● TO BE DONE: Write out all of the records below line for line, changing nothing.

● INPUT DATA:

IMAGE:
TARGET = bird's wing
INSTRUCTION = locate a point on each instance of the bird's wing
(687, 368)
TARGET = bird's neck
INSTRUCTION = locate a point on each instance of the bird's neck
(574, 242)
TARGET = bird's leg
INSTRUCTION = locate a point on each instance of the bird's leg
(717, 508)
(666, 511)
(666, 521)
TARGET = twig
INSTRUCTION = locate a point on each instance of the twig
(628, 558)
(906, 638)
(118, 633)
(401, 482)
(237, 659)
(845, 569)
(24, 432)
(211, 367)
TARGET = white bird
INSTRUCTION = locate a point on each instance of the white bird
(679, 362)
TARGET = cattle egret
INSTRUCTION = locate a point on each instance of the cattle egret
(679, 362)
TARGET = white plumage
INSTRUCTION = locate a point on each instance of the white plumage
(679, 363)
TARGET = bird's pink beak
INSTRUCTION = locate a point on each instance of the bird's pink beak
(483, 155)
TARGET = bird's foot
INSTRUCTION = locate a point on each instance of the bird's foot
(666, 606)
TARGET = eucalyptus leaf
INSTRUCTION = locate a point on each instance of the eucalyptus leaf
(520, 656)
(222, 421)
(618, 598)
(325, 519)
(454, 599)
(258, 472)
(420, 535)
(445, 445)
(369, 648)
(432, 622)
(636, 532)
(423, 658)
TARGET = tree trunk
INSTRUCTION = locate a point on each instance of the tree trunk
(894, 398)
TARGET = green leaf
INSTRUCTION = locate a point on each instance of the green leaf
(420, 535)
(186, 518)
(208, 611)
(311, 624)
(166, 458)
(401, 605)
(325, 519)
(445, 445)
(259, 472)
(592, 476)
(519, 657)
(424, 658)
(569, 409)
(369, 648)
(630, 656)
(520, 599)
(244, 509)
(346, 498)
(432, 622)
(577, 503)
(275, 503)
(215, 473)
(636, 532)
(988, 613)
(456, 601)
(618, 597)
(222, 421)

● WRITTEN SOLUTION:
IMAGE:
TARGET = bird's wing
INSTRUCTION = locate a point on each instance of the bird's wing
(687, 368)
TARGET = bird's neck
INSTRUCTION = locate a point on each instance of the bird's neck
(574, 242)
TARGET = bird's leg
INSTRUCTION = locate a point on each instance of the bird's leg
(717, 508)
(666, 511)
(666, 521)
TARGET = twig
INSTRUCTION = locate a point on each instance of the twig
(628, 558)
(906, 638)
(118, 633)
(401, 482)
(237, 659)
(845, 569)
(24, 432)
(211, 367)
TARGET = white bird
INSTRUCTION = locate a point on each instance of the white bird
(679, 362)
TARGET = cattle egret
INSTRUCTION = locate a point on each instance of the cattle egret
(679, 362)
TARGET = white plumage
INSTRUCTION = locate a point on each instance of the white plumage
(679, 363)
TARGET = bird's pink beak
INSTRUCTION = locate a point on each instance of the bird's pink beak
(483, 155)
TARGET = bird's foot
INSTRUCTION = locate a point on each instance of the bird's foot
(666, 606)
TARGET = eucalyptus leaf
INSTRUCTION = locate a point on each instance of the eucalyptus leaf
(520, 656)
(222, 421)
(618, 598)
(325, 519)
(454, 599)
(258, 472)
(420, 535)
(445, 445)
(369, 648)
(432, 622)
(636, 532)
(423, 658)
TARGET = tree trunk
INSTRUCTION = locate a point on each instance of the tree trunk
(894, 398)
TARGET = green leaf
INSTRUCTION = locate a point on each instance of the green leaf
(420, 535)
(186, 518)
(208, 611)
(311, 624)
(166, 458)
(401, 605)
(325, 519)
(445, 445)
(259, 472)
(592, 476)
(519, 657)
(424, 658)
(569, 409)
(369, 648)
(630, 656)
(520, 599)
(244, 509)
(346, 498)
(432, 622)
(577, 503)
(275, 503)
(215, 473)
(636, 532)
(988, 613)
(456, 601)
(618, 597)
(222, 421)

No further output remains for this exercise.